* [Input]:

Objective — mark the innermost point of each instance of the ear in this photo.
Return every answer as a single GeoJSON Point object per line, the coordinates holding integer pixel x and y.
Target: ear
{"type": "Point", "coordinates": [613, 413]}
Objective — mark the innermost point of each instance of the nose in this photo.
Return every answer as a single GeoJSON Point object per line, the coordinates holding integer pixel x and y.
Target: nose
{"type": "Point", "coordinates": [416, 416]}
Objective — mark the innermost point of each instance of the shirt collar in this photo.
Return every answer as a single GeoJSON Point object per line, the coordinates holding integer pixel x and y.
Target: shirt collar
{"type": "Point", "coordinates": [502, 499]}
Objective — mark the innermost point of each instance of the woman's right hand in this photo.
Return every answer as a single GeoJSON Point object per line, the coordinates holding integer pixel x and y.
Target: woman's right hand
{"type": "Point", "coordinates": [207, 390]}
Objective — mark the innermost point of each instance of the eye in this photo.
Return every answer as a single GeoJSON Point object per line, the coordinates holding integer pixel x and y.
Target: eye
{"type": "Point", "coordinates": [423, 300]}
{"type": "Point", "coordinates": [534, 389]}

* [What the task asks]: Write out every line of the records above again, word for word and in the same order, changing nothing.

* [Result]:
Objective — mark the innermost point of each instance of the ear in this photo.
Return every answer as a single GeoJSON Point object per line, the coordinates holding integer pixel x and y.
Target: ear
{"type": "Point", "coordinates": [613, 413]}
Objective — mark the innermost point of each instance of the nose in this photo.
Return every answer as a single GeoJSON Point object per line, the coordinates holding integer pixel x and y.
Target: nose
{"type": "Point", "coordinates": [416, 416]}
Objective — mark the innermost point of each instance of the shirt collar in this photo.
Return every answer as a single GeoJSON Point object per line, the coordinates holding integer pixel x and y.
Target: shirt collar
{"type": "Point", "coordinates": [502, 499]}
Objective — mark the innermost point of each instance of the woman's right hand in this photo.
Return every answer as a single GeoJSON Point object per line, the coordinates holding integer pixel x and y.
Target: woman's right hand
{"type": "Point", "coordinates": [207, 390]}
Objective — mark the innermost point of each instance of the eye in this photo.
Return every answer as a single GeoJSON Point object per line, the coordinates holding integer pixel x and y.
Target: eye
{"type": "Point", "coordinates": [423, 300]}
{"type": "Point", "coordinates": [534, 389]}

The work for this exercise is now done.